• _EXCERPT PROVIDED_:
+++
ZenMaster_ZRoberRed will likely speak of shared identity and collective purpose, and I understand that pull. There is a comfort in belonging, a strength in a common story. But I want us to consider the nature of the story we’re telling, and the walls we build to protect it.
Nationalism, in its modern form, asks us to draw a bright line between “us” and “them.” It says the primary unit of human loyalty and value is the nation-state. And while that can feel like unity, it’s a unity defined by exclusion. It turns the stranger at the gate from a potential neighbor into a permanent outsider. Our modern challenges—climate change, pandemics, economic instability—do not stop at border checkpoints. They demand cooperation, not competition; shared sacrifice, not zero-sum thinking.
The prosperity nationalism promises is often an illusion built on sand. It whispers that our gain must be another’s loss, that the world is a pie to be divided, not a garden we can cultivate together. This mindset fuels trade wars and isolationism, which history shows ultimately shrink the pie for everyone. True, lasting prosperity is built on connection, on the free flow of ideas and empathy, not on fortresses.
+++
• _TASK TO COMPLETE_:
Could you write out the passage on nationalism word for word, starting at "The prosperity nationalism" and ending at "not on fortresses."?

• _Stored data entries_:
+++
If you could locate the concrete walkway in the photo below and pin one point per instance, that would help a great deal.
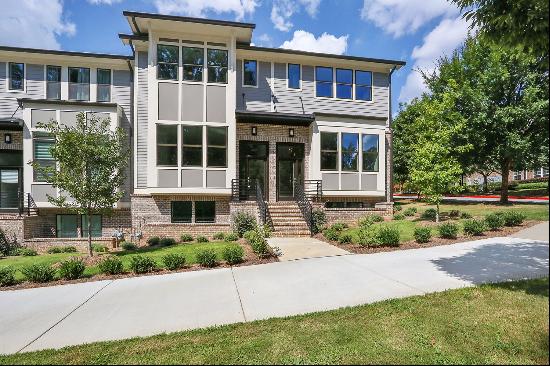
(54, 317)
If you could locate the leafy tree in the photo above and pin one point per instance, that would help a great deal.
(91, 160)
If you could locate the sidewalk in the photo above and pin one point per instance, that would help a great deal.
(54, 317)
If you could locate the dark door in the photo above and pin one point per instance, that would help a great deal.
(290, 169)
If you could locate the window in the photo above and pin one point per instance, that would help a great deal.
(103, 85)
(53, 82)
(193, 63)
(97, 228)
(79, 83)
(191, 148)
(205, 211)
(250, 73)
(217, 66)
(216, 147)
(17, 76)
(294, 77)
(370, 153)
(167, 62)
(167, 145)
(329, 151)
(350, 144)
(363, 85)
(323, 77)
(344, 84)
(67, 226)
(42, 155)
(181, 211)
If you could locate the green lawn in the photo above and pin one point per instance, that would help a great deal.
(492, 324)
(189, 250)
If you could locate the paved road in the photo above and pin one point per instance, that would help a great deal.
(58, 316)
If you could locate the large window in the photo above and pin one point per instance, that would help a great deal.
(181, 211)
(103, 85)
(363, 85)
(294, 76)
(193, 63)
(167, 62)
(205, 211)
(53, 82)
(344, 84)
(323, 78)
(350, 147)
(370, 153)
(250, 73)
(191, 148)
(79, 83)
(216, 147)
(42, 155)
(167, 145)
(17, 76)
(329, 151)
(217, 66)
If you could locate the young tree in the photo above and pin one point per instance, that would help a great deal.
(91, 162)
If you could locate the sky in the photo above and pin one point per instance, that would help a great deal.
(418, 32)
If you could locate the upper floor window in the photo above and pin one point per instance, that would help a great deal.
(323, 78)
(79, 83)
(363, 85)
(17, 76)
(53, 82)
(294, 76)
(344, 84)
(250, 73)
(167, 62)
(217, 66)
(103, 85)
(193, 63)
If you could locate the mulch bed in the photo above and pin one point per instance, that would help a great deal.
(250, 259)
(435, 241)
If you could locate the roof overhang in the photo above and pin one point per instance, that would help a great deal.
(274, 118)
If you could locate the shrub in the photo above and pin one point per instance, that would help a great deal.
(39, 273)
(474, 227)
(111, 265)
(429, 214)
(219, 236)
(448, 230)
(173, 261)
(231, 237)
(7, 276)
(142, 264)
(494, 221)
(207, 258)
(422, 234)
(243, 222)
(166, 242)
(126, 245)
(186, 238)
(233, 254)
(153, 241)
(319, 219)
(72, 268)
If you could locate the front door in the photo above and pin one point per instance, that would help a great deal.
(290, 169)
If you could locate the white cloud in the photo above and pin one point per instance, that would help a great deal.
(399, 17)
(282, 11)
(33, 23)
(198, 8)
(442, 40)
(325, 43)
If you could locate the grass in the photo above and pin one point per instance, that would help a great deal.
(491, 324)
(188, 250)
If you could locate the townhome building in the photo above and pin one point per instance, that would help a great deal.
(216, 125)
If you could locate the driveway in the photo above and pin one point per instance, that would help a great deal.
(54, 317)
+++
• _SOLUTION FOR THIS EXERCISE_:
The prosperity nationalism promises is often an illusion built on sand. It whispers that our gain must be another’s loss, that the world is a pie to be divided, not a garden we can cultivate together. This mindset fuels trade wars and isolationism, which history shows ultimately shrink the pie for everyone. True, lasting prosperity is built on connection, on the free flow of ideas and empathy, not on fortresses.